**Opdracht**
Schrijf alstublieft de tekst over acupunctuur en kruidengeneeskunde in de Chinese geneeskunde verder, te beginnen na de laatste zin.

**Paginafragment**
Page 2 of 2
De Acupunctuur en de Kruidengeneeskunde vormen de belangrijkste toepassingen van de zogenaamde officiële "Traditional Chinese Medicine" (TCM). Deze geneeskunde steunt - zoals elke andere - op cultuurgebonden denkpatronen, waarvan het Taoïsme en de Yin Yang filosofie de historische basis vormen. De Chinese acupunctuur en kruidengeneeskunde hebben dus hun theoretische achtergrond gemeen. Verder evolueerden beide geneeswijzen vrij onafhankelijk van elkaar.

**Gegevens**
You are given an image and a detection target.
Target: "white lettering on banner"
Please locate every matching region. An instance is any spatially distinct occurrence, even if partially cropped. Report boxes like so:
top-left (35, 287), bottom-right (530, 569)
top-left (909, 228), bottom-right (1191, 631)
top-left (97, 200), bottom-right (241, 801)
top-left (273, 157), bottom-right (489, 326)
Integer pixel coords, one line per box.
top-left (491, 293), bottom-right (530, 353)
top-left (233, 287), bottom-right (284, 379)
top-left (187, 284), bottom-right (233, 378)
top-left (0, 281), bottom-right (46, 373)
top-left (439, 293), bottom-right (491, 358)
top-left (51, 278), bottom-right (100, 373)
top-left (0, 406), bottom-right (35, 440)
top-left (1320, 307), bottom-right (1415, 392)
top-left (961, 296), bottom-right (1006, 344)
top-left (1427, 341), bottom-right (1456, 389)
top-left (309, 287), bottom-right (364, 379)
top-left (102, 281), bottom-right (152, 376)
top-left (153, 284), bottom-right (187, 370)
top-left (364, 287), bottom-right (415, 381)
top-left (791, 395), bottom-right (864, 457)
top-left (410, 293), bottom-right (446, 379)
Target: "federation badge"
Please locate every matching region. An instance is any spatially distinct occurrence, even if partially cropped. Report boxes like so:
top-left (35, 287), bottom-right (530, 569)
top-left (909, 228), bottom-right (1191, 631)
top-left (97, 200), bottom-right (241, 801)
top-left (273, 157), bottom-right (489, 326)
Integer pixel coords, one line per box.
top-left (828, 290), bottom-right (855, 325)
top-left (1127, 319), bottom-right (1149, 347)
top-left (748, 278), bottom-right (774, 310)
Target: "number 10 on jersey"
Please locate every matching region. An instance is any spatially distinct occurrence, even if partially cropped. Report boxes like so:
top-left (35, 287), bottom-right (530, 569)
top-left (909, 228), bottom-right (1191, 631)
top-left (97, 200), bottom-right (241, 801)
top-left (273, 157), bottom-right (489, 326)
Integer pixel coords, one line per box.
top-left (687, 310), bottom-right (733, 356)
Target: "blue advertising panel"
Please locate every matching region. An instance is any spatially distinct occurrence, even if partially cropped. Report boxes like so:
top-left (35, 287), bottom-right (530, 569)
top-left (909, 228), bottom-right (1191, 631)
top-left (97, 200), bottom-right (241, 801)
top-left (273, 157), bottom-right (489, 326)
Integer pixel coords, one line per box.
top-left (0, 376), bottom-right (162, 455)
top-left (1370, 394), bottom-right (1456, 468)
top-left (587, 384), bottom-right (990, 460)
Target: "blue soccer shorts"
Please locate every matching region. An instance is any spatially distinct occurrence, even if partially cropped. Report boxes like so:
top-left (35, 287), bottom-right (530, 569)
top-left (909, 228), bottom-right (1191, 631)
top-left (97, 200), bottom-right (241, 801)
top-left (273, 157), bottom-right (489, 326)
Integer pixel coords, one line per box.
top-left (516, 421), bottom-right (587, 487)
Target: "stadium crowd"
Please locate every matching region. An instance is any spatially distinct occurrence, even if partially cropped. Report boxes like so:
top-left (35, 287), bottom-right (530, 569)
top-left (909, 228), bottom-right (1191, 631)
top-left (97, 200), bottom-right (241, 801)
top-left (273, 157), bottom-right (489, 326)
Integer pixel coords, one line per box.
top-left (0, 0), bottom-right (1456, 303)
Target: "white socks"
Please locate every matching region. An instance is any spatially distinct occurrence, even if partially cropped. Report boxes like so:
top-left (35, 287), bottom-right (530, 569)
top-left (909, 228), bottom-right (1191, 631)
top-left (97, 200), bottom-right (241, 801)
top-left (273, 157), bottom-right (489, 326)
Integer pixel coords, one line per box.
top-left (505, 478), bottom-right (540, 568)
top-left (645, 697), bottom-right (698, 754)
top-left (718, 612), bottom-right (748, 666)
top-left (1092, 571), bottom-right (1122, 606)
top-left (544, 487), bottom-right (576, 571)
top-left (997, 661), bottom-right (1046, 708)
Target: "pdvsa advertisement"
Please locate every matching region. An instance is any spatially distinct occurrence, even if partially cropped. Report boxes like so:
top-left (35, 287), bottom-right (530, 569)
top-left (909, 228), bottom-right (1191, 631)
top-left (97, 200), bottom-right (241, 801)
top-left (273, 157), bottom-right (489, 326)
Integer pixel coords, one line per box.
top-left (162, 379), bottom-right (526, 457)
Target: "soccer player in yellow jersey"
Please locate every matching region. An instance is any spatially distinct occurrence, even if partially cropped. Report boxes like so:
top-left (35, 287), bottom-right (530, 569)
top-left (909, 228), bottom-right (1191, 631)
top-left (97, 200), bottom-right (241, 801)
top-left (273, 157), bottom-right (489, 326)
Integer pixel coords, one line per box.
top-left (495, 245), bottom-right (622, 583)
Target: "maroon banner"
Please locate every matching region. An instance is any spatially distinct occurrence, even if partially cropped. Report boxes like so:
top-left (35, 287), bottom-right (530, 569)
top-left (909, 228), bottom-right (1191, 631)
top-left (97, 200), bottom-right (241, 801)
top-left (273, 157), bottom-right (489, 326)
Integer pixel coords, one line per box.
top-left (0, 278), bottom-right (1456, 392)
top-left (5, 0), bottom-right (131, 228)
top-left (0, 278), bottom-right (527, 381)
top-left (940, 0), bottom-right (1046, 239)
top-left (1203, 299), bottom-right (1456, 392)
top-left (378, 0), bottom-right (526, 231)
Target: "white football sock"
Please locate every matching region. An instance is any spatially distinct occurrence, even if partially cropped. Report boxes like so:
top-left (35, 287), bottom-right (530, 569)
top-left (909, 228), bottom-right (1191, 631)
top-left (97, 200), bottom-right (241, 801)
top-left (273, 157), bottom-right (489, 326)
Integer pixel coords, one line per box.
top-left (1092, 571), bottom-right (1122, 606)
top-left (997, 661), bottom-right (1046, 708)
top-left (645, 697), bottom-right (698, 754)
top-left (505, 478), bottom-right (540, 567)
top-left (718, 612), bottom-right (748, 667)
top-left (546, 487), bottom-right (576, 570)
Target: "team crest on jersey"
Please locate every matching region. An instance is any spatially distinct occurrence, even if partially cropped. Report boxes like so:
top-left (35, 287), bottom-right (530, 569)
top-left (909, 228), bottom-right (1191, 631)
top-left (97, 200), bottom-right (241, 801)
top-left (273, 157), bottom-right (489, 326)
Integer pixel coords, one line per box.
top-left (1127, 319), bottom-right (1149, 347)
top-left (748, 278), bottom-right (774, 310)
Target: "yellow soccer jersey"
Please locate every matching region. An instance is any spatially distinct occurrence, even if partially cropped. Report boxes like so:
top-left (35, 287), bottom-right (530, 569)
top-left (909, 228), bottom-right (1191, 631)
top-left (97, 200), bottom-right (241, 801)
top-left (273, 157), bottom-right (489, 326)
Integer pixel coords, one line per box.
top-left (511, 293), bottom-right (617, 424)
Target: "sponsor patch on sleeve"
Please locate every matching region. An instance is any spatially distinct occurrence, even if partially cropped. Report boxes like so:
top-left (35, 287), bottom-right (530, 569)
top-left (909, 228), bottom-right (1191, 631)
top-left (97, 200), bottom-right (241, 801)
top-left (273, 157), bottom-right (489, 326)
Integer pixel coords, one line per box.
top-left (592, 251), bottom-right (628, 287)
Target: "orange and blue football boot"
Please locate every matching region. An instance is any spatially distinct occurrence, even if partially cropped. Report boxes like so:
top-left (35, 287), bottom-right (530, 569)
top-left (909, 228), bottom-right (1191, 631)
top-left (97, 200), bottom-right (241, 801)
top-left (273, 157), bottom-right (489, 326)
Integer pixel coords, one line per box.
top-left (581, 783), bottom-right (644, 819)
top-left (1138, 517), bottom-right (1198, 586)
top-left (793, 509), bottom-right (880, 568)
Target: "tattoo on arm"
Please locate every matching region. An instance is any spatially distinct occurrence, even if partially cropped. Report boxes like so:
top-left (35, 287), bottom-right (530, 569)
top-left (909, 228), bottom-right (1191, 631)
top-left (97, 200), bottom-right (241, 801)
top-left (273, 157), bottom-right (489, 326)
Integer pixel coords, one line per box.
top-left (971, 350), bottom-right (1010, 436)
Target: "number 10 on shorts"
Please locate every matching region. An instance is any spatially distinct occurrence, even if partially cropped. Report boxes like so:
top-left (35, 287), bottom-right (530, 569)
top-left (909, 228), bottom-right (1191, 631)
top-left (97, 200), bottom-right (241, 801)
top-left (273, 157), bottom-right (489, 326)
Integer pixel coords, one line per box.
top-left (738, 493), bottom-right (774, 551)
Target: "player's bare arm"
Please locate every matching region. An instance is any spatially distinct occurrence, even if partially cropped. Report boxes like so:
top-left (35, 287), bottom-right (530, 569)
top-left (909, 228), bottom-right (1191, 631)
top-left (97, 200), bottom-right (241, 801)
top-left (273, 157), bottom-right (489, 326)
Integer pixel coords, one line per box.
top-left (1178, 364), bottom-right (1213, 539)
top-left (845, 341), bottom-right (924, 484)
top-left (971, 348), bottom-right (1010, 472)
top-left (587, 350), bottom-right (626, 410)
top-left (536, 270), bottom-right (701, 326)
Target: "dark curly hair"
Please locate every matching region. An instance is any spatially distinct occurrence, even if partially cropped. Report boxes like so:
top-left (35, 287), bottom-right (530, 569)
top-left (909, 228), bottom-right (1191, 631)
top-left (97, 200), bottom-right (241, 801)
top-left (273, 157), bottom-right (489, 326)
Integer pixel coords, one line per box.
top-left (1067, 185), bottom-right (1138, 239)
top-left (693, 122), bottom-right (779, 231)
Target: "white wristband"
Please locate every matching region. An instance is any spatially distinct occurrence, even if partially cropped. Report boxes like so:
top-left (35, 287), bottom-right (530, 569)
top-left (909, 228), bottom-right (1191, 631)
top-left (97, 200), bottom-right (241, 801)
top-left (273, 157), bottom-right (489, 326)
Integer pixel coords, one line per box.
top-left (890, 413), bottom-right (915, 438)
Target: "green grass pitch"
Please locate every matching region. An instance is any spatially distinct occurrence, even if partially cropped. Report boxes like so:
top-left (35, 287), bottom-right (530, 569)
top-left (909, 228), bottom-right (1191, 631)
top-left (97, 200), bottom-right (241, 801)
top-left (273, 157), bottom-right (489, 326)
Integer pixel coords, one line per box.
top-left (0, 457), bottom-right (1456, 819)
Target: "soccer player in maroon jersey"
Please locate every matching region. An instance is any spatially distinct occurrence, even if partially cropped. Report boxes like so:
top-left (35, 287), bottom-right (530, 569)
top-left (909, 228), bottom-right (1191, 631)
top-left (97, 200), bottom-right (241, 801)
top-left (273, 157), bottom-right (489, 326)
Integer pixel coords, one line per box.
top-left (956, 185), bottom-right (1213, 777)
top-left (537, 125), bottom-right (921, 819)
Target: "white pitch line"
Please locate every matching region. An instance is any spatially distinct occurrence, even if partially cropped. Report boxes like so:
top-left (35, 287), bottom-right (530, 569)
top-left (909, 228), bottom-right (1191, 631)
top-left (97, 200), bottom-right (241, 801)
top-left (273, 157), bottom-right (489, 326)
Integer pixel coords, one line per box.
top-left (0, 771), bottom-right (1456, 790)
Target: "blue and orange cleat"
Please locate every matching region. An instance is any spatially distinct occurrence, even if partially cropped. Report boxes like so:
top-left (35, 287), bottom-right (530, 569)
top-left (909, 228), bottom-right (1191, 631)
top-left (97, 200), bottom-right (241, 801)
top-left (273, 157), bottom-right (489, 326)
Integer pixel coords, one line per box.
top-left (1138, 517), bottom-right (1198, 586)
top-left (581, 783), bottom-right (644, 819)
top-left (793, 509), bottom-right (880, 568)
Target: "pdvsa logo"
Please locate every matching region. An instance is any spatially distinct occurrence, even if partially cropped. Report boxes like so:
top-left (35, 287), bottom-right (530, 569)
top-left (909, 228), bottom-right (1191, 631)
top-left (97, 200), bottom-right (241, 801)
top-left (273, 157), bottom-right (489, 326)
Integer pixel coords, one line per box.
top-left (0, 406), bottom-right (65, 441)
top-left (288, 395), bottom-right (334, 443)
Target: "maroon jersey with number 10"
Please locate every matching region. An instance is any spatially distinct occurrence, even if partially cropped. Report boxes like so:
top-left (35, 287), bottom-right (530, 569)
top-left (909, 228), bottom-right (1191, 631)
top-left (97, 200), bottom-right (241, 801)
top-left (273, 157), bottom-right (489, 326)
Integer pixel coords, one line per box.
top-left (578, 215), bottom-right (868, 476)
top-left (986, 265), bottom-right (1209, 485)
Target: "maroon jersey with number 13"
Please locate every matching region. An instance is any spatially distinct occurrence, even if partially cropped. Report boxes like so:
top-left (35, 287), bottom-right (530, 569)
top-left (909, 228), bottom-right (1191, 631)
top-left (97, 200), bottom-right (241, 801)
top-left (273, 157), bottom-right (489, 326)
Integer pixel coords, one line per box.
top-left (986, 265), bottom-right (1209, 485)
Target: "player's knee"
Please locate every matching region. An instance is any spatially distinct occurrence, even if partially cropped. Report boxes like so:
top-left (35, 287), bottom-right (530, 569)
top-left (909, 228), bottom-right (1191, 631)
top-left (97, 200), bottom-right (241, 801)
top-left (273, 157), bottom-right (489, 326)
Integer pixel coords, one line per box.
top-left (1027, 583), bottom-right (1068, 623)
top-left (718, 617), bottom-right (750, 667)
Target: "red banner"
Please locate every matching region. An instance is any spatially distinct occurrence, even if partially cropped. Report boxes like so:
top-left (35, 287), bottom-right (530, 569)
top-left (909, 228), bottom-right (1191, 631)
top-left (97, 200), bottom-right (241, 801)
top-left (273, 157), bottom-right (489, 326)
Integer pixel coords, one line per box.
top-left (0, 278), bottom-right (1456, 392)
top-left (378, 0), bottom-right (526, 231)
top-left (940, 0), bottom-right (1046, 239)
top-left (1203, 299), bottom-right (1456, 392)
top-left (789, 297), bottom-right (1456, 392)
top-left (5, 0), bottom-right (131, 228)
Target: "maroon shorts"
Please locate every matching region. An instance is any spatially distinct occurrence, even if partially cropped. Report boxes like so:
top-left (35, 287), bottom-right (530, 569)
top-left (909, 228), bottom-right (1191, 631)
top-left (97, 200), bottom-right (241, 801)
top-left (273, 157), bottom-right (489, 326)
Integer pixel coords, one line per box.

**Uitgewerkte opgave**
Extern / Intern - De acupunctuur mag beschouwd worden als de pijler van de "externe" geneeswijzen en de kruidengeneeskunde als de belangrijkste "interne" geneeskunde. Dit is niet enkel een allusie op de techniek zelf, maar ook op de gerichtheid: de acupunctuurnaalden werken via het meer externe meridiaanstelsel op de eerste plaats op meer externe aandoeningen, terwijl de ingenomen kruiden voornamelijk gericht zijn op interne syndromen. Beide therapieën hebben in de loop der geschiedenis specifieke ontwikkelingen gekend en gaven ontstaan aan diverse andere technieken. Zo ontstonden als externe behandelingen naast de acupunctuur massage- en manipulatietechnieken zoals de Tuina in China en de Shiatsu in Japan. Als interne geneeskunde ontwikkelde zich naast de kruidengeneeskunde een vrij uitgebreide dieetleer.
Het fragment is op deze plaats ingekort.